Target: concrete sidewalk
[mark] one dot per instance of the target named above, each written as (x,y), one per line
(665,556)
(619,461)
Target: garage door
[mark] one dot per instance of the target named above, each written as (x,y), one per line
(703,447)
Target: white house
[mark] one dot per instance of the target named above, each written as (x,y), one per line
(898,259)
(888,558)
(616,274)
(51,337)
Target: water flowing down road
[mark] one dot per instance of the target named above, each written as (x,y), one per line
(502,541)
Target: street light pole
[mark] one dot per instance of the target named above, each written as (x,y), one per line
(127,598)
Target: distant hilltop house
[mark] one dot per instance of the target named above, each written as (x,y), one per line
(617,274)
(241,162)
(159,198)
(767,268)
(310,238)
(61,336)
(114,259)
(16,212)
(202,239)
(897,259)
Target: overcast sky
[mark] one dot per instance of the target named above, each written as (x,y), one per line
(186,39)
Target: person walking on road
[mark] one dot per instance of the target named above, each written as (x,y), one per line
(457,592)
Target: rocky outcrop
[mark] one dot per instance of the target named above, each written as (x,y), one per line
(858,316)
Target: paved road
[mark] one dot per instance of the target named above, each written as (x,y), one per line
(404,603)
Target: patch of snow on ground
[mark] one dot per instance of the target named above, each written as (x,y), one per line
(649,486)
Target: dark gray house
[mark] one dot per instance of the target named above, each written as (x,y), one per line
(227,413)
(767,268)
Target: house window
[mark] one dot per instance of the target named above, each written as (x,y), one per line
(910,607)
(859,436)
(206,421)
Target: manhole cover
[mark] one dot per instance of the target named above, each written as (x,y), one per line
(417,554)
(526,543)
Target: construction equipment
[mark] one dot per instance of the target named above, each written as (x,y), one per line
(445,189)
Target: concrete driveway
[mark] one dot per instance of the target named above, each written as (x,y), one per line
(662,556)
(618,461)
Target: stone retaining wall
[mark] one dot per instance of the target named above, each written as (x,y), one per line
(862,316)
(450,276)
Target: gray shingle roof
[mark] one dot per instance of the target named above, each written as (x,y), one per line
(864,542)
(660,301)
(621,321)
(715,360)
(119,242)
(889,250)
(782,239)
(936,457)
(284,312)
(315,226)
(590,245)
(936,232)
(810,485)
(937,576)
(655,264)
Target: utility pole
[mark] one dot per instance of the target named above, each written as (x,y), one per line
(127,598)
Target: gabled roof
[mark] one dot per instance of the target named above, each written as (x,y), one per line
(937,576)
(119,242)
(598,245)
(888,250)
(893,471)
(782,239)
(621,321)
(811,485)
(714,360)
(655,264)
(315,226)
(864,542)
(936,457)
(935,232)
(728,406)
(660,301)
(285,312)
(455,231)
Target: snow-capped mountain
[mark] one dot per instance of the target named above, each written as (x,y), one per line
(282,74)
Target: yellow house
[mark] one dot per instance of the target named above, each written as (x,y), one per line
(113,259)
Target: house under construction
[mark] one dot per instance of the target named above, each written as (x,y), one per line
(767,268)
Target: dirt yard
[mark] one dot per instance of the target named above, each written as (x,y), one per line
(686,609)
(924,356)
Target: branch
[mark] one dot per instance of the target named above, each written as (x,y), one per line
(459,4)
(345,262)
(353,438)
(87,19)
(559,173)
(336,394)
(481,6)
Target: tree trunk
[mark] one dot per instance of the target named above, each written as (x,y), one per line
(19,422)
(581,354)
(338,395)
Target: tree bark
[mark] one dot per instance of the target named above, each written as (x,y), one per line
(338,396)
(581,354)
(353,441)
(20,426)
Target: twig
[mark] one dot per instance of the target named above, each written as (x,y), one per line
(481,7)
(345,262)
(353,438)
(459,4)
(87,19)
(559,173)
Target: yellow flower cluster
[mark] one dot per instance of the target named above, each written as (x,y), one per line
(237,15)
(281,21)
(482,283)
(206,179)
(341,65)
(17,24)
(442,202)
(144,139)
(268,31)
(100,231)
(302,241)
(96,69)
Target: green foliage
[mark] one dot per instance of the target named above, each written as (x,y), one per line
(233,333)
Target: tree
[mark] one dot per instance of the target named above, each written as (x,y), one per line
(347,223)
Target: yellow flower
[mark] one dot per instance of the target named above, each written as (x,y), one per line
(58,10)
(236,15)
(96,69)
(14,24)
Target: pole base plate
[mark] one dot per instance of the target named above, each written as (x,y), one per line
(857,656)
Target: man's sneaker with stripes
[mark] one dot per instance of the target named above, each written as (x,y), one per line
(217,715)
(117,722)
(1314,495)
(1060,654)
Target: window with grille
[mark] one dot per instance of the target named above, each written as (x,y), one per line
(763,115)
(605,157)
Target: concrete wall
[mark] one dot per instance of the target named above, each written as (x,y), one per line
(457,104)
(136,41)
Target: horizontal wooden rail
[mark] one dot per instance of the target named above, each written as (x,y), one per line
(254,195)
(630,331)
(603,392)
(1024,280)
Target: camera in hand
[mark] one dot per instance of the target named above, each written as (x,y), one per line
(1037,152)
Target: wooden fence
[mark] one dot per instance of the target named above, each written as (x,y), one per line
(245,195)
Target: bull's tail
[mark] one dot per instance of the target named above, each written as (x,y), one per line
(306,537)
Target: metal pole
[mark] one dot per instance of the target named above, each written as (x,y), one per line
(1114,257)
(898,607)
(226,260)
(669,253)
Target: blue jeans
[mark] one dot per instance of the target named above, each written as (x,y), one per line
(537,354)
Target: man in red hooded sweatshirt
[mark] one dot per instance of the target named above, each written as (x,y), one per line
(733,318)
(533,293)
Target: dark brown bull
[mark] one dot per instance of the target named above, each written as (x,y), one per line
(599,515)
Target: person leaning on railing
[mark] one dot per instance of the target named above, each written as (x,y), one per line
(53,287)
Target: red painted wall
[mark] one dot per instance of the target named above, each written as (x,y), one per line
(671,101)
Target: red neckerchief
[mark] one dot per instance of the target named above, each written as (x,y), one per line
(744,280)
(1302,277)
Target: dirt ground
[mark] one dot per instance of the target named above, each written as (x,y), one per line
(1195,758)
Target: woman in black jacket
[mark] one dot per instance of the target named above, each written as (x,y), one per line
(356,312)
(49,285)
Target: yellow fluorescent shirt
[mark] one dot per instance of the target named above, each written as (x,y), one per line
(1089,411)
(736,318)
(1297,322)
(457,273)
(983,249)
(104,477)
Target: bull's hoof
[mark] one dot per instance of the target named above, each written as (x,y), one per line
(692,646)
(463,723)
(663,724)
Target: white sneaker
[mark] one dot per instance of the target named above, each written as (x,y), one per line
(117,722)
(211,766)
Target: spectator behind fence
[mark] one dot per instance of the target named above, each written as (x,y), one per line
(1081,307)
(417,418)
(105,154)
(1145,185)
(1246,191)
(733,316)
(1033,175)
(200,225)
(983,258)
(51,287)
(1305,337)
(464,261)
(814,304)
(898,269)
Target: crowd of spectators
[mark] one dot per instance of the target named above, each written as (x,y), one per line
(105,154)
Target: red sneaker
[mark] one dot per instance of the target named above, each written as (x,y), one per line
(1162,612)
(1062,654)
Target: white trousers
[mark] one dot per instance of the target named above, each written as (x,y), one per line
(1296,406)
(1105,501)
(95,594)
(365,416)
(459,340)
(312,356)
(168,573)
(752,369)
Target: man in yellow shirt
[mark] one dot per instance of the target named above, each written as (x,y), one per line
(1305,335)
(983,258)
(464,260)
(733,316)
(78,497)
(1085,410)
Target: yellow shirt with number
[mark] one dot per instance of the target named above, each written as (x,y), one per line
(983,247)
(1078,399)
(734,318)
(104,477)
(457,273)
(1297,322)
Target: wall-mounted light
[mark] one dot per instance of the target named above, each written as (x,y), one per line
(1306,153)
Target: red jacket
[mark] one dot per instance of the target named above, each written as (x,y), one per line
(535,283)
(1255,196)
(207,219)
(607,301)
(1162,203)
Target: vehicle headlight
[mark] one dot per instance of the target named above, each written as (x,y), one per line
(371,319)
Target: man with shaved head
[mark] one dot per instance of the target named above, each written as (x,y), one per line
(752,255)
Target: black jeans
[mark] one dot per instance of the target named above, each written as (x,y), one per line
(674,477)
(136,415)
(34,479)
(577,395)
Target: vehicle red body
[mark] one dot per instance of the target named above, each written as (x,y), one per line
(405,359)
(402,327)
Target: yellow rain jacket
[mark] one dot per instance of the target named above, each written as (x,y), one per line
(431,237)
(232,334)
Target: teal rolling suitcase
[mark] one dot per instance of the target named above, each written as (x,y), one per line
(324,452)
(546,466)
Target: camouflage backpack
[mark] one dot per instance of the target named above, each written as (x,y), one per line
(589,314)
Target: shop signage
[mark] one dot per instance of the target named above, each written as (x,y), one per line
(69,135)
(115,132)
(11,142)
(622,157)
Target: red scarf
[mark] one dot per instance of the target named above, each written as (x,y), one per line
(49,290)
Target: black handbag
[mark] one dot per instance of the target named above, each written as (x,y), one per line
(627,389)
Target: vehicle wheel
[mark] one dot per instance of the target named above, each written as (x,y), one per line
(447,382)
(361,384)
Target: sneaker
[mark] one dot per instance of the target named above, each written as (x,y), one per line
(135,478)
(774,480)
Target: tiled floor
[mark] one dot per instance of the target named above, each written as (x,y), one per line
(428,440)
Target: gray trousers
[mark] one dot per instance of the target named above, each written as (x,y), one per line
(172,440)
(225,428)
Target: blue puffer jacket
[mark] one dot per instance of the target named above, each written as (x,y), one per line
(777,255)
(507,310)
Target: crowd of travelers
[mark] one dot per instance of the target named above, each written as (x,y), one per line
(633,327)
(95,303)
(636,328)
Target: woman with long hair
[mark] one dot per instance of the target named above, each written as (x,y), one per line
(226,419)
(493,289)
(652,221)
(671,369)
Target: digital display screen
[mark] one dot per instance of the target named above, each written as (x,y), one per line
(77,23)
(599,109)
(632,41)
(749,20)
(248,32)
•••••
WHAT IS ASKED: Every line from the one containing "Target: camouflage backpack" through the last line of the entries must be written out verbatim, and no other line.

RESPONSE:
Target: camouflage backpack
[mark] one dot per instance of the target named above, each written as (x,y), one per line
(589,314)
Target: shop signage
[mark] one dot per instance of the target named above, each written as (x,y), one per line
(69,135)
(115,132)
(11,142)
(622,157)
Target: red scarf
[mark] one dot per instance of the target named above, each written as (x,y), one per line
(49,290)
Target: black handbag
[mark] one dot per instance of the target named above, each written as (x,y), one per line
(627,389)
Target: vehicle wheel
[mark] one dot per instance of the target named above, each written as (x,y), one per line
(447,382)
(361,384)
Target: sneaker
[mark] one dot per instance of the target named above, each written as (x,y), one per line
(135,478)
(774,480)
Target: tiled floor
[mark] one dot per instance of the target named above, each written as (x,y), one per line
(428,440)
Target: gray trousers
[mark] one dot per instance of the target named above, each written as (x,y), one per line
(172,440)
(225,428)
Target: blue puffer jacket
[mark] one dot per instance of the target named above, each written as (x,y), one per line
(777,255)
(507,310)
Target: crowd of travelers
[mark] one dot per instance of the target named above, each written as (x,y), one per line
(633,327)
(95,303)
(636,328)
Target: woman with long hair
[mark] one dot per instance of the target named above, each written as (x,y), one per line
(226,419)
(493,289)
(652,221)
(671,369)
Target: digital display screen
[mark] one dot per instance of the target named above, each written as (x,y), one per line
(77,23)
(599,109)
(632,41)
(749,20)
(248,32)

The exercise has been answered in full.